» **WHAT YOU SHOULD DO**
Check every line of the material for the word "stipple". Copy those that have it.

+===+

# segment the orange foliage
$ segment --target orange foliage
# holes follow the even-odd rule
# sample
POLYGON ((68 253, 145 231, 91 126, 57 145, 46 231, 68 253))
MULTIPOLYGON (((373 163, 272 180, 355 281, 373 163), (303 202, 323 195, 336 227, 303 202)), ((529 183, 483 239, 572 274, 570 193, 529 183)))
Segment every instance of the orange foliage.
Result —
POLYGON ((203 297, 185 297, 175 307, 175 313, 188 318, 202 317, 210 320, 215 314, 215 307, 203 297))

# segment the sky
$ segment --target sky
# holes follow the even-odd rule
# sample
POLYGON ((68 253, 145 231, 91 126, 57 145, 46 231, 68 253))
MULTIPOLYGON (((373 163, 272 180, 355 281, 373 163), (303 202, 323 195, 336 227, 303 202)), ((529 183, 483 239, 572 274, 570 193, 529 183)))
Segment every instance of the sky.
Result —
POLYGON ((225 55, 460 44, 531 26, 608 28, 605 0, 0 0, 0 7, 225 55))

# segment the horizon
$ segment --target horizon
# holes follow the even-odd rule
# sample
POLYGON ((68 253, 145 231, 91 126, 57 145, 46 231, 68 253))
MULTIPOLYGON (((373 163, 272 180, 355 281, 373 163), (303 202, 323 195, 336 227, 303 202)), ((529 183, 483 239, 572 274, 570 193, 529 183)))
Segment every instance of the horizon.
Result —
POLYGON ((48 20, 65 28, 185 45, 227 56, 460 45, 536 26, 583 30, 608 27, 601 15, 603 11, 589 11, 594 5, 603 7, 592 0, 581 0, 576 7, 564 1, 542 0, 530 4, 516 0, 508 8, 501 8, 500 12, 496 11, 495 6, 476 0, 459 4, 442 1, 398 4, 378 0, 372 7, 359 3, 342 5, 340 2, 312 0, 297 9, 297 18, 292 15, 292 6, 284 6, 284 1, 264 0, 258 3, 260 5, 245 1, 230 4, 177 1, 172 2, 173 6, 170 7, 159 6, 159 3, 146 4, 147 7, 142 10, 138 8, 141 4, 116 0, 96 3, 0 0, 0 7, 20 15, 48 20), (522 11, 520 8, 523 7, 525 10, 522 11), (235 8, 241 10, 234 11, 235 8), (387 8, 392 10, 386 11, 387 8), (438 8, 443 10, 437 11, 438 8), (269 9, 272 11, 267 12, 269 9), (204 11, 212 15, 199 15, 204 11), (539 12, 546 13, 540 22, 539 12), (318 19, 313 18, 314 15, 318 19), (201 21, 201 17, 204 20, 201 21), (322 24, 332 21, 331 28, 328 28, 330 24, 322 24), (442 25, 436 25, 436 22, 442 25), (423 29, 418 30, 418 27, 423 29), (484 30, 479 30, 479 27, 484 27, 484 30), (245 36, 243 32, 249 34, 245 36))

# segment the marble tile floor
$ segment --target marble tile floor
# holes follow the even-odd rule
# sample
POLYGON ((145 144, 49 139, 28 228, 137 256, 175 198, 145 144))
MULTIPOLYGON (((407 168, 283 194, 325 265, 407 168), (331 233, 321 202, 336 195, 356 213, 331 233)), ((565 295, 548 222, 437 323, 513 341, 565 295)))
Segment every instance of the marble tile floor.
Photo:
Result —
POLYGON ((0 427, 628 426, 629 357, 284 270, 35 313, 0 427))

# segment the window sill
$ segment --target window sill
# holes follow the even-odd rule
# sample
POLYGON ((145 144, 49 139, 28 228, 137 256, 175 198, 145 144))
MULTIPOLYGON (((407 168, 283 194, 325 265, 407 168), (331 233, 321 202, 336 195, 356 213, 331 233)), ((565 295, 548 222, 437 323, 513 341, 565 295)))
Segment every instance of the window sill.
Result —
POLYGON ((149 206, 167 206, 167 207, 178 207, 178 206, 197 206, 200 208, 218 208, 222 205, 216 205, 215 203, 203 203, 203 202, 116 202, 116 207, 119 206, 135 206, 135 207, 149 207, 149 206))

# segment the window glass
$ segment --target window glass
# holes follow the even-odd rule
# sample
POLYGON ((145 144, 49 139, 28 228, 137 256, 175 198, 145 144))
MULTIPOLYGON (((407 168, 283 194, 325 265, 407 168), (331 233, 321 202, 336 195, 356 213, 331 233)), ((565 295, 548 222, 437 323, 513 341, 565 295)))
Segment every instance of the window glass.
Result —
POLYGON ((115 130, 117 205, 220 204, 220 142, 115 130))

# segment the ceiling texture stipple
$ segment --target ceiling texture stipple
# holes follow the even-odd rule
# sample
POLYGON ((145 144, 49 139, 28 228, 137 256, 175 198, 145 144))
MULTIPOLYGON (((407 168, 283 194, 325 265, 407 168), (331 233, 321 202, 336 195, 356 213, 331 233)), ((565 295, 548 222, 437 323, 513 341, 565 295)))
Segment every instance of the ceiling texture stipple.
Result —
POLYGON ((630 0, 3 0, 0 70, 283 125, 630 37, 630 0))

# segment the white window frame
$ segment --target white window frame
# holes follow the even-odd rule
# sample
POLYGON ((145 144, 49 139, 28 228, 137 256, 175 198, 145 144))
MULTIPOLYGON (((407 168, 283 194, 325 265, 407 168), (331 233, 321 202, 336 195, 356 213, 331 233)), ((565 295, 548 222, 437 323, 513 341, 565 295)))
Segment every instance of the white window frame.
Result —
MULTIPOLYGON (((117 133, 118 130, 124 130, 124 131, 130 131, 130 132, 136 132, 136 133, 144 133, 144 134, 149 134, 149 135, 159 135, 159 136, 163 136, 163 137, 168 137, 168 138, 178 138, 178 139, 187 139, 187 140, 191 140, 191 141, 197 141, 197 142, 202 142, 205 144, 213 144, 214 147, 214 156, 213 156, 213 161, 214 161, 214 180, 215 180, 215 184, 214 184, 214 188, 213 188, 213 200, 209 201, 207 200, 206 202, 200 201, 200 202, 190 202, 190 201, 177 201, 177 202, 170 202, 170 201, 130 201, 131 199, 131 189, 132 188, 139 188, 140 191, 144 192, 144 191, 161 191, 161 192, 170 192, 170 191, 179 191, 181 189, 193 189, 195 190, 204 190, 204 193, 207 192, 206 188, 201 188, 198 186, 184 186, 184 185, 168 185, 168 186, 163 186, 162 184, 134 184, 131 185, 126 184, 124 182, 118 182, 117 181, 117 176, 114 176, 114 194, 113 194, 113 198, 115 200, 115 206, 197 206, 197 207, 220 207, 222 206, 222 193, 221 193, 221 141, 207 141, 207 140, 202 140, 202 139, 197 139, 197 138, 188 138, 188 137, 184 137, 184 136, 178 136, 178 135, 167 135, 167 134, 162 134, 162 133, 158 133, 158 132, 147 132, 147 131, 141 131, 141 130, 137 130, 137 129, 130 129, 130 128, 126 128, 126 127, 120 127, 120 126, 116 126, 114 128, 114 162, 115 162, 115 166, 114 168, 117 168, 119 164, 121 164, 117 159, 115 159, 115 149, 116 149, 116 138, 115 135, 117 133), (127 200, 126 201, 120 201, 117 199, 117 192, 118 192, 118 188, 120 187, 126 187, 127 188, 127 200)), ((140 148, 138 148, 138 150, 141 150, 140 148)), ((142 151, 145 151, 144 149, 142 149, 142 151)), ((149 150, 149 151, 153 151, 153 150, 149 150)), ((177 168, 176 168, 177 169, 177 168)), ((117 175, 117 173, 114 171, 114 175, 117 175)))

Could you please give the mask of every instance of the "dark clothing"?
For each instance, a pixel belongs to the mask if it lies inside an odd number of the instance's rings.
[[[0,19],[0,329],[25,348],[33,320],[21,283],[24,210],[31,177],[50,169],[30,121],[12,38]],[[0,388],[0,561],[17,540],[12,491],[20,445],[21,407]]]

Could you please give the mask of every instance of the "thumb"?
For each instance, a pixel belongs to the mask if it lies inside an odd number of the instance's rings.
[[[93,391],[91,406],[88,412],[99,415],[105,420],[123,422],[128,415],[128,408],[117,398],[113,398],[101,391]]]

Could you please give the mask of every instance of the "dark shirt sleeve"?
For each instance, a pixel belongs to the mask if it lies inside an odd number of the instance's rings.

+===+

» **YOUR RESPONSE**
# segment the ceiling texture stipple
$ segment --target ceiling texture stipple
Segment every instance of the ceiling texture stipple.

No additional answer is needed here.